Wat je doet:
**a)** Zet de alinea die begint met "De beoordeling van de ontvankelijkheid" uit de tekst over ontvankelijkheid om in een beknopte opsomming met behoud van de belangrijkste feiten.
**b)** Leg in één tot drie zinnen uit waarom volgens de tekst over ontvankelijkheid de gegrondheid van een niet-ontvankelijk verzoek niet wordt onderzocht.
**c)** Beantwoord de volgende vragen over de tekst over ontvankelijkheid.
(i) Welke andere term noemt de tekst voor ontvankelijkheid?
(ii) In welke drie rechtsgebieden bestaan volgens de tekst regels over ontvankelijkheid?
(iii) Van welke twee andere procedurele excepties is niet-ontvankelijkheid te onderscheiden?

┌─ Aangeleverde tekst

Ontvankelijkheid

Uit Wikipedia, de vrije encyclopedie
(Doorverwezen vanaf Ontvankelijk)
Voor ontvankelijkheid in het Nederlandse strafrecht, zie Niet-ontvankelijk.

De beoordeling van de ontvankelijkheid, ook wel toelaatbaarheid, houdt in dat een rechter of bestuur nagaat of een verzoeker recht heeft op een uitspraak over de grond van de zaak. Het verzoek kan gaan om een klacht, een bezwaarschrift, een vordering in rechte, een rechtsmiddel, enz. Wanneer een verzoek niet ontvankelijk is, wordt het afgewezen en zal de gegrondheid ervan niet worden onderzocht. Over ontvankelijkheid bestaan regels in het burgerlijk procesrecht, het strafprocesrecht en het bestuursrecht. Als procesrechtelijke sanctie is niet-ontvankelijkheid te onderscheiden van andere procedurele excepties die een uitspraak ten gronde kunnen beletten, namelijk onbevoegdheid en nietigheid van proceshandelingen.

└─
┌─ Aangeleverd materiaal

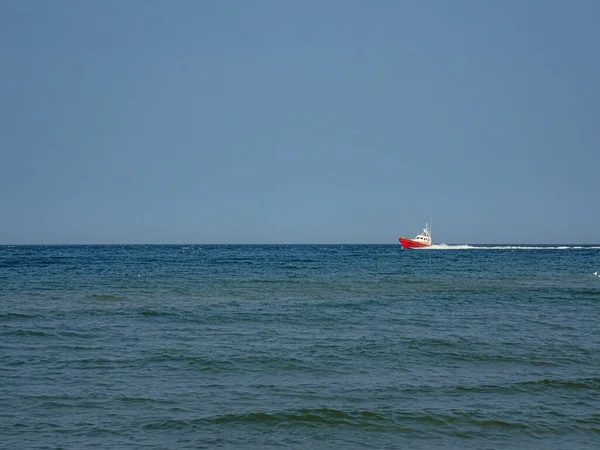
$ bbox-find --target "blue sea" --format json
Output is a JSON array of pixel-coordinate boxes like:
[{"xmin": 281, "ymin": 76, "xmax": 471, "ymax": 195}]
[{"xmin": 0, "ymin": 244, "xmax": 600, "ymax": 449}]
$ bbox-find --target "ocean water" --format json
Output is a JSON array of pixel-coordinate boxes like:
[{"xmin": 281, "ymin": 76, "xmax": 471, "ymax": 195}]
[{"xmin": 0, "ymin": 245, "xmax": 600, "ymax": 449}]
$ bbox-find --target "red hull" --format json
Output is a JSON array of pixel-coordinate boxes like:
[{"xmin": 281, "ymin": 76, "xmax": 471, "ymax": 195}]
[{"xmin": 399, "ymin": 238, "xmax": 431, "ymax": 248}]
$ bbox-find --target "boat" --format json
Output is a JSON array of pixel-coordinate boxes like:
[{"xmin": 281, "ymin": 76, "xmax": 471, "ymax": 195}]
[{"xmin": 398, "ymin": 223, "xmax": 431, "ymax": 248}]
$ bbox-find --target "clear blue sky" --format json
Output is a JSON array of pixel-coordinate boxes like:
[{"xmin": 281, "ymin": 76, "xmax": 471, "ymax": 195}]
[{"xmin": 0, "ymin": 0, "xmax": 600, "ymax": 245}]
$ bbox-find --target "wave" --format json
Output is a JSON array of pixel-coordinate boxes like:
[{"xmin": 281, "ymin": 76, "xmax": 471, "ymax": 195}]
[{"xmin": 420, "ymin": 244, "xmax": 600, "ymax": 250}]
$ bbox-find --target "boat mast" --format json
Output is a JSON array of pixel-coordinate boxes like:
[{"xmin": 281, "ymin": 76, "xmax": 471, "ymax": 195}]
[{"xmin": 429, "ymin": 216, "xmax": 433, "ymax": 238}]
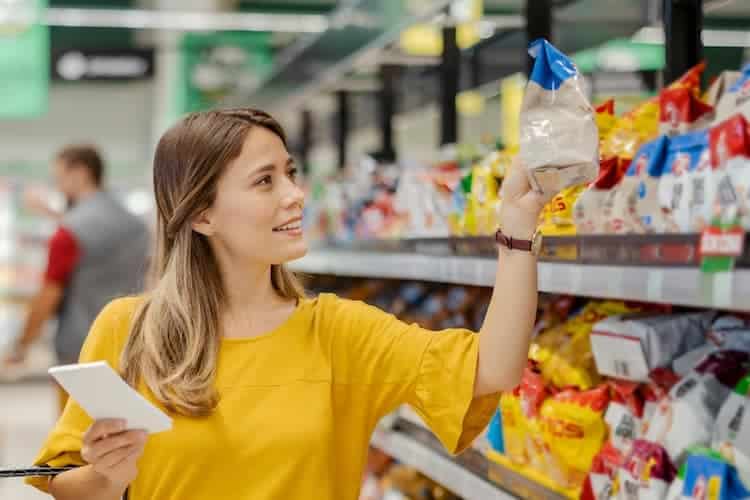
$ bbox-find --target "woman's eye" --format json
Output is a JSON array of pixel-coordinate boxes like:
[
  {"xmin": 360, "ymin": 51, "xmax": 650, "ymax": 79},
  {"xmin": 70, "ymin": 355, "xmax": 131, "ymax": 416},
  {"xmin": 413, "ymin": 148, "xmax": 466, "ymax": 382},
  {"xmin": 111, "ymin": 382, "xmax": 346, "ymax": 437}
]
[{"xmin": 255, "ymin": 175, "xmax": 271, "ymax": 186}]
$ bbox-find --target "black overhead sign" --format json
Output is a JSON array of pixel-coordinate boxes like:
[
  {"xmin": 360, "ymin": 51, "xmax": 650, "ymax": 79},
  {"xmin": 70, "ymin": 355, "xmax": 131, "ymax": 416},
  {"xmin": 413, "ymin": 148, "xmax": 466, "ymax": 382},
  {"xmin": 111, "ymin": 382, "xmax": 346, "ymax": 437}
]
[{"xmin": 50, "ymin": 49, "xmax": 154, "ymax": 81}]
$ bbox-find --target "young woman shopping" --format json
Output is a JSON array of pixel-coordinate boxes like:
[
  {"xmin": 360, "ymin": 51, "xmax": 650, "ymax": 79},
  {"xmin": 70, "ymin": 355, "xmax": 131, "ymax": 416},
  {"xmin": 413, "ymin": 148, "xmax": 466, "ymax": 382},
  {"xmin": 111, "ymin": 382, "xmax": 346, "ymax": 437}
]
[{"xmin": 30, "ymin": 109, "xmax": 545, "ymax": 500}]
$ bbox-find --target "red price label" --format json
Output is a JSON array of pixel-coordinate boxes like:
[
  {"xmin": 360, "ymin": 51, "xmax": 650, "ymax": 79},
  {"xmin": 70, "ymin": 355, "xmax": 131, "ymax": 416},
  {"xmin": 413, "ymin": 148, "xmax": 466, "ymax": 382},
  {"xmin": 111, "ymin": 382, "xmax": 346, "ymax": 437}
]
[{"xmin": 700, "ymin": 228, "xmax": 745, "ymax": 257}]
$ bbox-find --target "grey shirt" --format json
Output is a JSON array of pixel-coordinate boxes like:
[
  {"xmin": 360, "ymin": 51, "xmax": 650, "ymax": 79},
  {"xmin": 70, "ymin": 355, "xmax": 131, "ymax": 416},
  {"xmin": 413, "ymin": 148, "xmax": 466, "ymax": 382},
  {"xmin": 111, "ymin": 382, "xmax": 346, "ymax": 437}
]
[{"xmin": 55, "ymin": 191, "xmax": 149, "ymax": 363}]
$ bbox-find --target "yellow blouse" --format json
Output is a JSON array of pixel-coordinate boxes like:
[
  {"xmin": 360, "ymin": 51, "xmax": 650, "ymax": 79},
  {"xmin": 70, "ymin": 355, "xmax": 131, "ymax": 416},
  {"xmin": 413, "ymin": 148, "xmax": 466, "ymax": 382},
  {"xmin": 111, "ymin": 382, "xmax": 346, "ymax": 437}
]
[{"xmin": 28, "ymin": 294, "xmax": 499, "ymax": 500}]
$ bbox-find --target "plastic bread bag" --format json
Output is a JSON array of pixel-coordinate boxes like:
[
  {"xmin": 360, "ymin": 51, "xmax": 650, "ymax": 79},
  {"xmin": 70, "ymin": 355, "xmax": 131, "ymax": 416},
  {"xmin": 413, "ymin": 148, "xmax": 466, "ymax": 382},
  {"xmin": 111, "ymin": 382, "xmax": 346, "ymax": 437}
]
[
  {"xmin": 607, "ymin": 136, "xmax": 669, "ymax": 234},
  {"xmin": 659, "ymin": 130, "xmax": 710, "ymax": 233},
  {"xmin": 591, "ymin": 312, "xmax": 715, "ymax": 382},
  {"xmin": 520, "ymin": 39, "xmax": 599, "ymax": 195},
  {"xmin": 645, "ymin": 351, "xmax": 750, "ymax": 463}
]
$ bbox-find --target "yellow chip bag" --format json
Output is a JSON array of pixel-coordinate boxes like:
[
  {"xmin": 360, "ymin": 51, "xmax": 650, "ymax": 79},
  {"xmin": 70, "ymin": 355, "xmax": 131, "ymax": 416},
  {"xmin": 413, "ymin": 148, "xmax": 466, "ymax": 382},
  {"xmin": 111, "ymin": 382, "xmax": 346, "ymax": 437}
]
[
  {"xmin": 541, "ymin": 386, "xmax": 609, "ymax": 488},
  {"xmin": 600, "ymin": 98, "xmax": 659, "ymax": 158},
  {"xmin": 470, "ymin": 164, "xmax": 500, "ymax": 235},
  {"xmin": 529, "ymin": 301, "xmax": 635, "ymax": 390},
  {"xmin": 500, "ymin": 391, "xmax": 529, "ymax": 465}
]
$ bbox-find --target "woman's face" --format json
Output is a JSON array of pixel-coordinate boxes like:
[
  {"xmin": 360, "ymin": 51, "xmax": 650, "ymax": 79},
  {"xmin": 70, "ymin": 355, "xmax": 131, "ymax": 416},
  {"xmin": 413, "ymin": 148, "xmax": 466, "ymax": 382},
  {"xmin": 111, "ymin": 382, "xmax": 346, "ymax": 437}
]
[{"xmin": 198, "ymin": 127, "xmax": 307, "ymax": 265}]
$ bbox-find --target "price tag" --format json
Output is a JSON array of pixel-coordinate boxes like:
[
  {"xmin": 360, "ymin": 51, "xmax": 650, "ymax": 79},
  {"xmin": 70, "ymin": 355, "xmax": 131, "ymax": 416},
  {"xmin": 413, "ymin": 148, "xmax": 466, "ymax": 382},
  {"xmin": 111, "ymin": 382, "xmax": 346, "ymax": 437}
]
[
  {"xmin": 646, "ymin": 270, "xmax": 664, "ymax": 301},
  {"xmin": 570, "ymin": 265, "xmax": 583, "ymax": 293},
  {"xmin": 607, "ymin": 268, "xmax": 624, "ymax": 297},
  {"xmin": 713, "ymin": 271, "xmax": 734, "ymax": 308},
  {"xmin": 699, "ymin": 227, "xmax": 745, "ymax": 257}
]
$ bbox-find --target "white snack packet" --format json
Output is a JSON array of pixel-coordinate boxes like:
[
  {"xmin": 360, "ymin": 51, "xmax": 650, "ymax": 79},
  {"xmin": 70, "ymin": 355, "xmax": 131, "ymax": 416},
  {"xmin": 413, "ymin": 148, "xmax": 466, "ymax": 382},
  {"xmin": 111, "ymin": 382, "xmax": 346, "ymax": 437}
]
[{"xmin": 520, "ymin": 39, "xmax": 599, "ymax": 195}]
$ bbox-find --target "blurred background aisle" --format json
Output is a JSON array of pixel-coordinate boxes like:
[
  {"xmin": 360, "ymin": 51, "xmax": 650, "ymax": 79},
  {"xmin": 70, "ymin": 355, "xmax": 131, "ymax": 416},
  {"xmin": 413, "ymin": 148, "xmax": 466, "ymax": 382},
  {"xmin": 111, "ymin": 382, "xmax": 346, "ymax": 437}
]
[{"xmin": 0, "ymin": 380, "xmax": 57, "ymax": 500}]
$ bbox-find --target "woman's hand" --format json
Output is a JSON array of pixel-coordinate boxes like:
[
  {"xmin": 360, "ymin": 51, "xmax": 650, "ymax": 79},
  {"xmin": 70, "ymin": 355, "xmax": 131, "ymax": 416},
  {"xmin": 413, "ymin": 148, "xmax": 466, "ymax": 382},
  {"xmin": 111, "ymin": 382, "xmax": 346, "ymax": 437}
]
[
  {"xmin": 81, "ymin": 419, "xmax": 147, "ymax": 491},
  {"xmin": 501, "ymin": 157, "xmax": 552, "ymax": 240}
]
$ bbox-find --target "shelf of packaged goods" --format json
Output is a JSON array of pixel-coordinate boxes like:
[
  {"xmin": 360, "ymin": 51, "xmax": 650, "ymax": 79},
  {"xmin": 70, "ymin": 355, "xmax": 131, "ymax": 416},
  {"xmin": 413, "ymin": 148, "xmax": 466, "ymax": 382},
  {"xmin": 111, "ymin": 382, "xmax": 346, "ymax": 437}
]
[
  {"xmin": 371, "ymin": 429, "xmax": 517, "ymax": 500},
  {"xmin": 292, "ymin": 249, "xmax": 750, "ymax": 311}
]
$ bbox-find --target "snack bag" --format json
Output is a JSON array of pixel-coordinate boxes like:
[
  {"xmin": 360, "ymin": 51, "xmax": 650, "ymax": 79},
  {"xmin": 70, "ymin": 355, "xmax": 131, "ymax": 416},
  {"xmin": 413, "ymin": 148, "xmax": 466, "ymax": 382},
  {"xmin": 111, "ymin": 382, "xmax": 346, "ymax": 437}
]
[
  {"xmin": 604, "ymin": 380, "xmax": 644, "ymax": 453},
  {"xmin": 601, "ymin": 97, "xmax": 659, "ymax": 159},
  {"xmin": 541, "ymin": 386, "xmax": 609, "ymax": 488},
  {"xmin": 607, "ymin": 136, "xmax": 669, "ymax": 234},
  {"xmin": 529, "ymin": 301, "xmax": 635, "ymax": 390},
  {"xmin": 617, "ymin": 439, "xmax": 677, "ymax": 500},
  {"xmin": 709, "ymin": 114, "xmax": 750, "ymax": 228},
  {"xmin": 520, "ymin": 39, "xmax": 599, "ymax": 194},
  {"xmin": 581, "ymin": 442, "xmax": 625, "ymax": 500},
  {"xmin": 716, "ymin": 64, "xmax": 750, "ymax": 120},
  {"xmin": 659, "ymin": 87, "xmax": 714, "ymax": 137},
  {"xmin": 659, "ymin": 130, "xmax": 710, "ymax": 233},
  {"xmin": 645, "ymin": 351, "xmax": 750, "ymax": 463},
  {"xmin": 539, "ymin": 185, "xmax": 586, "ymax": 236},
  {"xmin": 711, "ymin": 375, "xmax": 750, "ymax": 474},
  {"xmin": 467, "ymin": 164, "xmax": 500, "ymax": 236},
  {"xmin": 573, "ymin": 156, "xmax": 625, "ymax": 234},
  {"xmin": 682, "ymin": 455, "xmax": 750, "ymax": 500},
  {"xmin": 703, "ymin": 71, "xmax": 742, "ymax": 109},
  {"xmin": 542, "ymin": 322, "xmax": 601, "ymax": 390},
  {"xmin": 594, "ymin": 99, "xmax": 617, "ymax": 145},
  {"xmin": 672, "ymin": 316, "xmax": 750, "ymax": 375},
  {"xmin": 519, "ymin": 367, "xmax": 548, "ymax": 473},
  {"xmin": 500, "ymin": 387, "xmax": 529, "ymax": 465},
  {"xmin": 591, "ymin": 313, "xmax": 714, "ymax": 382},
  {"xmin": 602, "ymin": 63, "xmax": 705, "ymax": 165}
]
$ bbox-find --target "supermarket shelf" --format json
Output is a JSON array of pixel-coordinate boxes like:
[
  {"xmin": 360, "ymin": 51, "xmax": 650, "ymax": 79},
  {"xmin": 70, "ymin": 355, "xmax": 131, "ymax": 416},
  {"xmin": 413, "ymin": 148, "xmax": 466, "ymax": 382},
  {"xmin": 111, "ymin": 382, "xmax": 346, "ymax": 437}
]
[
  {"xmin": 292, "ymin": 249, "xmax": 750, "ymax": 311},
  {"xmin": 371, "ymin": 429, "xmax": 516, "ymax": 500}
]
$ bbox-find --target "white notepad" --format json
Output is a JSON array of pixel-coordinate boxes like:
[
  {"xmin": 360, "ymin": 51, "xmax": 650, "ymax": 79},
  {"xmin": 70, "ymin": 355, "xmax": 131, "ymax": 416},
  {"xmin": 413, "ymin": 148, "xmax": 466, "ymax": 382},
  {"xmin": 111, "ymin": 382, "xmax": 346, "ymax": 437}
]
[{"xmin": 49, "ymin": 361, "xmax": 172, "ymax": 434}]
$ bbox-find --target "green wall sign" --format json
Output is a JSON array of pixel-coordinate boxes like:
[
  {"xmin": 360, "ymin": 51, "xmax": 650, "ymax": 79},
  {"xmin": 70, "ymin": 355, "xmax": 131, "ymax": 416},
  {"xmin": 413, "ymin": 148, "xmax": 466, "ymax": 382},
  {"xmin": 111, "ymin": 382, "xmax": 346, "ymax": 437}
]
[
  {"xmin": 175, "ymin": 32, "xmax": 273, "ymax": 114},
  {"xmin": 0, "ymin": 0, "xmax": 50, "ymax": 119}
]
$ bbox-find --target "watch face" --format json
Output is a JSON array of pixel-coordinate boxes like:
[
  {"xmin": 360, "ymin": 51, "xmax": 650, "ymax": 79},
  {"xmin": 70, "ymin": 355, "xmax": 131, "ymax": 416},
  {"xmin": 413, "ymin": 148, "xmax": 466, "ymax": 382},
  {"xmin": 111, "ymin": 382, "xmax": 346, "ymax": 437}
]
[{"xmin": 531, "ymin": 231, "xmax": 544, "ymax": 255}]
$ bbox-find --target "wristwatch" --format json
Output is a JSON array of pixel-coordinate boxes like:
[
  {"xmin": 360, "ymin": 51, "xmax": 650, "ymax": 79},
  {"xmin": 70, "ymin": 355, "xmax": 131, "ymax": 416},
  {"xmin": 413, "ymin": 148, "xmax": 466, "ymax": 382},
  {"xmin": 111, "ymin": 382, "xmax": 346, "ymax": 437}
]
[{"xmin": 495, "ymin": 229, "xmax": 544, "ymax": 257}]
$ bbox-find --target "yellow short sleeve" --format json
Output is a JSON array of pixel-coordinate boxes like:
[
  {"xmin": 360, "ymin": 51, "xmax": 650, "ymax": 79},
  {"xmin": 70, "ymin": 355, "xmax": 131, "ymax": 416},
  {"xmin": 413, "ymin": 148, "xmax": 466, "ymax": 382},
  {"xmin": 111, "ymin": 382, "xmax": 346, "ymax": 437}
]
[
  {"xmin": 414, "ymin": 330, "xmax": 500, "ymax": 453},
  {"xmin": 26, "ymin": 298, "xmax": 137, "ymax": 492},
  {"xmin": 320, "ymin": 295, "xmax": 500, "ymax": 453}
]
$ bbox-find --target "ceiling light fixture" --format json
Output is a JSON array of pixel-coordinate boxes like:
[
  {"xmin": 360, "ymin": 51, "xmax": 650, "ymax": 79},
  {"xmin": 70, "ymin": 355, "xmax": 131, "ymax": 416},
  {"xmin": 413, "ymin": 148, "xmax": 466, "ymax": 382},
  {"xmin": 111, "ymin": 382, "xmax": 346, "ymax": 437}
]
[
  {"xmin": 0, "ymin": 7, "xmax": 328, "ymax": 33},
  {"xmin": 632, "ymin": 26, "xmax": 750, "ymax": 47}
]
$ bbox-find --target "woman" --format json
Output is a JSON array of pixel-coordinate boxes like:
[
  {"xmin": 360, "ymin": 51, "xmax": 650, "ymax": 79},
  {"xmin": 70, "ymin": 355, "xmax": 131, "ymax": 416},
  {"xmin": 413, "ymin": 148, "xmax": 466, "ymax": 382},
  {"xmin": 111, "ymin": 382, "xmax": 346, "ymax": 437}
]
[{"xmin": 32, "ymin": 109, "xmax": 544, "ymax": 500}]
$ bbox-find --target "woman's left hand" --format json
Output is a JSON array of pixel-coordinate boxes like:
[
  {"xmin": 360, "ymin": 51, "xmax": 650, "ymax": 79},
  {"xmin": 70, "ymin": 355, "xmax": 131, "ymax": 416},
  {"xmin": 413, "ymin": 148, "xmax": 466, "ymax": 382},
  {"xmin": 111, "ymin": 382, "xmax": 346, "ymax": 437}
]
[{"xmin": 500, "ymin": 157, "xmax": 553, "ymax": 240}]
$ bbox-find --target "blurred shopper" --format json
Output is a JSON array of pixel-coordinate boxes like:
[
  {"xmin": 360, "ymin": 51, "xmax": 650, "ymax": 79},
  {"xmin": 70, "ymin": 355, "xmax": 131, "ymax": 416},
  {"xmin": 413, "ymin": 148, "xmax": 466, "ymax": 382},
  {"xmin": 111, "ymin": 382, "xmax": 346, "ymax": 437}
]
[
  {"xmin": 29, "ymin": 109, "xmax": 545, "ymax": 500},
  {"xmin": 5, "ymin": 145, "xmax": 149, "ymax": 408}
]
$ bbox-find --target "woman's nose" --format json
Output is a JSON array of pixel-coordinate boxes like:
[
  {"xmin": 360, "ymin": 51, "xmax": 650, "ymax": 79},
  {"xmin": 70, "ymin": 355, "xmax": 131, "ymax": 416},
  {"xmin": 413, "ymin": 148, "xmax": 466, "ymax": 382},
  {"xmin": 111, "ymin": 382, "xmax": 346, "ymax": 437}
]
[{"xmin": 284, "ymin": 182, "xmax": 305, "ymax": 207}]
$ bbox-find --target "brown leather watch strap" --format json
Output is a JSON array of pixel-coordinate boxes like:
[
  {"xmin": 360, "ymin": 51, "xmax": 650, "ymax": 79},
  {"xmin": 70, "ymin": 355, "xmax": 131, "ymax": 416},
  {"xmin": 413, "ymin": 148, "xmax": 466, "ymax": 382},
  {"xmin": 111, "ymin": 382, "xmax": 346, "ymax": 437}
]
[{"xmin": 495, "ymin": 229, "xmax": 532, "ymax": 252}]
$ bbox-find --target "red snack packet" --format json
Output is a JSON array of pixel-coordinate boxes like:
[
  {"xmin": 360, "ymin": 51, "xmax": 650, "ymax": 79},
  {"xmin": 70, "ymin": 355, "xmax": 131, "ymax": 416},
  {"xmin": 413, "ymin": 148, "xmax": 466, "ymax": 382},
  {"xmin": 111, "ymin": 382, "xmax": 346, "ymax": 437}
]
[{"xmin": 659, "ymin": 87, "xmax": 714, "ymax": 136}]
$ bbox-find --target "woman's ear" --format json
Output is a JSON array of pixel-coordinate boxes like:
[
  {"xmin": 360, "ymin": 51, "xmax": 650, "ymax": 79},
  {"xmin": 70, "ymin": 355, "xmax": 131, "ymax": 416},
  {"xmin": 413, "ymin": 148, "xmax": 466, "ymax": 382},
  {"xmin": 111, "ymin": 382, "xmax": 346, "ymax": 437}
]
[{"xmin": 190, "ymin": 208, "xmax": 215, "ymax": 236}]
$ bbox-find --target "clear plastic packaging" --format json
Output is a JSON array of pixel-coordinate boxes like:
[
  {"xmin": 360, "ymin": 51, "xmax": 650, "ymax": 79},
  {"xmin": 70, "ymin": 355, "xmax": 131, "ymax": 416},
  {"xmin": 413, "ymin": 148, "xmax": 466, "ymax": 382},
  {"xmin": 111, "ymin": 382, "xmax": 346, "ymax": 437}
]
[{"xmin": 520, "ymin": 39, "xmax": 599, "ymax": 195}]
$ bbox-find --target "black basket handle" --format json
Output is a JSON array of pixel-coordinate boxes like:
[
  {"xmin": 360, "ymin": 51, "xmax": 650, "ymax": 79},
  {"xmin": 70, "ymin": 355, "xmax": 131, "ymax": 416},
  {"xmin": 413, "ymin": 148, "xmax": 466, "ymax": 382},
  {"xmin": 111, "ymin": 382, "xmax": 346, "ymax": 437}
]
[{"xmin": 0, "ymin": 465, "xmax": 128, "ymax": 500}]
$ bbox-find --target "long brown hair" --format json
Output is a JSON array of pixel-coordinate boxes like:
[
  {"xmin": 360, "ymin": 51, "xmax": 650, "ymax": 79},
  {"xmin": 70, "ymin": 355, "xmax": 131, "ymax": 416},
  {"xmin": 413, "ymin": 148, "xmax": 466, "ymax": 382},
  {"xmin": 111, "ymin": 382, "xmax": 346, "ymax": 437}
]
[{"xmin": 121, "ymin": 109, "xmax": 304, "ymax": 416}]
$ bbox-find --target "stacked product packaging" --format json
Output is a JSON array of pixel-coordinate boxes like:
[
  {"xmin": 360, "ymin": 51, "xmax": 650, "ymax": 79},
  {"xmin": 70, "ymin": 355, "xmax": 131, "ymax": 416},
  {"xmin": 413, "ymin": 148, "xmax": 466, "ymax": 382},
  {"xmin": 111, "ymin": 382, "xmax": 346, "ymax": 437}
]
[
  {"xmin": 488, "ymin": 301, "xmax": 750, "ymax": 500},
  {"xmin": 332, "ymin": 280, "xmax": 750, "ymax": 500},
  {"xmin": 308, "ymin": 45, "xmax": 750, "ymax": 242},
  {"xmin": 574, "ymin": 64, "xmax": 750, "ymax": 234}
]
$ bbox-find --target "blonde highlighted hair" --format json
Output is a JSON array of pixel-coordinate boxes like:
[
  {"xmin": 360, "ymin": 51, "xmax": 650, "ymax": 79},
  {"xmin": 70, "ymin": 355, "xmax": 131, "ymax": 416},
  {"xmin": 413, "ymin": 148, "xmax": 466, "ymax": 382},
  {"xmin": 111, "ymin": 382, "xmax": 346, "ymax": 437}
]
[{"xmin": 121, "ymin": 109, "xmax": 304, "ymax": 416}]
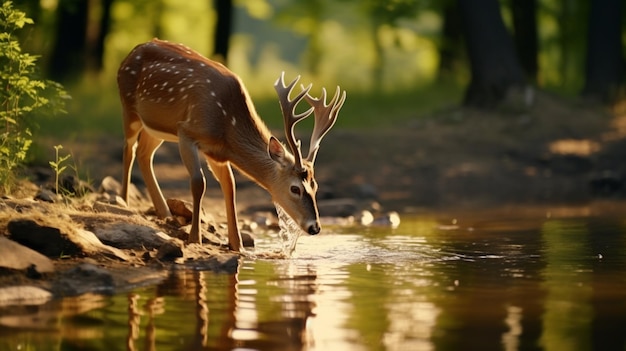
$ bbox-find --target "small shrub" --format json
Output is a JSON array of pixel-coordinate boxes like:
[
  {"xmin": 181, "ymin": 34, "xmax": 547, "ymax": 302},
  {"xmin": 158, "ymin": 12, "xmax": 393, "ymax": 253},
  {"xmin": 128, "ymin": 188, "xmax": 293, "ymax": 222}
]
[{"xmin": 0, "ymin": 1, "xmax": 69, "ymax": 193}]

└─

Antwoorden op opdrachten:
**a)**
- Bij de beoordeling van de ontvankelijkheid, ook wel toelaatbaarheid, gaat een rechter of bestuur na of een verzoeker recht heeft op een uitspraak over de grond van de zaak.
- Het verzoek kan onder meer een klacht, een bezwaarschrift, een vordering in rechte of een rechtsmiddel zijn.
- Een niet-ontvankelijk verzoek wordt afgewezen, zonder dat de gegrondheid wordt onderzocht.
- Er bestaan regels over ontvankelijkheid in het burgerlijk procesrecht, het strafprocesrecht en het bestuursrecht.
- Niet-ontvankelijkheid is als procesrechtelijke sanctie te onderscheiden van twee andere procedurele excepties die een uitspraak ten gronde kunnen beletten: onbevoegdheid en nietigheid van proceshandelingen.

**b)** Bij de beoordeling van de ontvankelijkheid gaat een rechter of bestuur na of de verzoeker recht heeft op een uitspraak over de grond van de zaak. Is het verzoek niet ontvankelijk, dan wordt het afgewezen, zodat de gegrondheid ervan niet wordt onderzocht.

**c)**
(i) Toelaatbaarheid.
(ii) Het burgerlijk procesrecht, het strafprocesrecht en het bestuursrecht.
(iii) Onbevoegdheid en nietigheid van proceshandelingen.